Interviewed by Maitlyn Harrison
Maitlyn Harrison: Congratulations on Impossible Naked Life being named the winner of the Acacia Fiction Prize. I’m always interested in the way manuscripts develop. Could you talk a little bit about how the stories in this book became a collection?
Luke Rolfes: In the earliest stage of this book, I built a collection of flash fictions that were all called fables. The first one I wrote was called “Fable #1: Des Moines, Iowa,” and then “Fable #2: Sunlight Peak, Colorado,” and so on and so forth. I liked the idea of having a cohesive and tightly stitched, place-driven manuscript, but all the flash fictions were behaving quite differently and moving in various directions. Some didn’t feel much like fables at all. After some time, I scrapped the numbered titles and stopped referring to them as fables. I found that I liked them better if they had individual titles.
At the time of building Impossible Naked Life, I was reading collections and anthologies of flash fiction. I had thirty to forty really short pieces that I thought went together, and I started to craft a few longer pieces that could break up the pacing. These longer pieces became anchors to which the flash fiction could float around, and I liked the structure that emerged.
MH: In the flash fictions, images play a really important role in the stories’ success. How much do you think you’re drawing on the conventions of poetry to inform them? Do you also think of yourself as a poet?
LR: I’ve never thought of myself as a poet, though many of my friends are. I blame/credit all my poetic instincts to the poets in my circle. My co-editor at Laurel Review, John Gallaher, has a wonderfully unique and prose-adjacent style to his poetry, and we often send each other pieces in progress or bounce ideas back and forth. I think that when writers put their heads together often enough, they begin to borrow from each other stylistically.
My favorite part about poetry is the ability of poems to leap between seemingly unrelated images. I wish I could do that in long-form prose, but I feel compelled to connect the dots.
Flash fiction, for me, isn’t bound by the same narrative rules as longer fiction. It is often experimental and rarely follows a traditional story arc. In my work, especially flash, I have two to four images I want to show the reader. The story itself is sometimes me just manipulating the reader’s eyes to go to those two to four images.
MH: The Midwest is full of cliches—miles of farmland, more churches than Starbucks, a place to flyover, but never actually visit. However, in these stories, the Midwest is transformed into something surprising and new. What were you hoping to do with this setting?
LR: The Midwest is an interesting place. In some ways, it’s incredibly singular and unique. In other ways, it’s mundane. There’s a whole lot of space but a relatively small cast.
There’s a special connection Midwesterners have with the landscape. Driving through a gravel road, surrounded by crops—that feels important, somehow. You can sense it, maybe.
In turn, Midwestern small towns are ubiquitous and idiosyncratic at the same time. They are all more or less the same—a Casey’s gas station, a town square, a large pine tree by the courthouse that lights up during the holidays—but some of them have incendiary histories. For instance, there’s a town near Maryville, where I teach, called Skidmore—which is home to several of the most disturbing murders one could imagine.

→ **GIVEN PROBLEM**: Decide whether each statement agrees with the interview above: (a) The first piece Rolfes wrote for the book was titled "Fable #1: Des Moines, Iowa." (b) Rolfes regards himself as a poet. (c) Rolfes teaches in Skidmore. Answer yes or no for each and quote the deciding words of the interview.

→ **ENTRIES**:
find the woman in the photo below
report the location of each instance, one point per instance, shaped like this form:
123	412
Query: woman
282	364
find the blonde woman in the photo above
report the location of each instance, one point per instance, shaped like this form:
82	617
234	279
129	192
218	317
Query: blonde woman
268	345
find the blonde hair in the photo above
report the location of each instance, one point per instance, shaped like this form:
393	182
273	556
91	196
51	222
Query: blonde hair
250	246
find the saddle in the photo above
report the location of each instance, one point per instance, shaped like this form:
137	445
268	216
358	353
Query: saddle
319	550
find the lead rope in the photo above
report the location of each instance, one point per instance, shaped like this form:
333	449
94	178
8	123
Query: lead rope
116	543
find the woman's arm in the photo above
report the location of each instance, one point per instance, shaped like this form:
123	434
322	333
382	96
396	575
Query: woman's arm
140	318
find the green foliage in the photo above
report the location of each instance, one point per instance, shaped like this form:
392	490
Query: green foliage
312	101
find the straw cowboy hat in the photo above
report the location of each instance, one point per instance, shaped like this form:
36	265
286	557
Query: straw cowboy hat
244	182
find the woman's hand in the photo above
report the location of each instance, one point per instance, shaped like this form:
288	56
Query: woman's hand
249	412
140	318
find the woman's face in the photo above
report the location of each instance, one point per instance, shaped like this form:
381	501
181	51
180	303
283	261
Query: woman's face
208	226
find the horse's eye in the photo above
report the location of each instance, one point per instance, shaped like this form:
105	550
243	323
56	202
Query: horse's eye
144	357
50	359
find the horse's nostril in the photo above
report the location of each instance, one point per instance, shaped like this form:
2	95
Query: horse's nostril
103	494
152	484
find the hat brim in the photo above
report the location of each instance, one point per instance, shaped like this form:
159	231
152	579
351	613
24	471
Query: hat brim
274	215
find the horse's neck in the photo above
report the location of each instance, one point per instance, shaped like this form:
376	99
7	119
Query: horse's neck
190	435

→ **EXERCISE ANSWER**:
(a) Yes: "The first one I wrote was called “Fable #1: Des Moines, Iowa,”"
(b) No: "I’ve never thought of myself as a poet"
(c) No: "there’s a town near Maryville, where I teach, called Skidmore"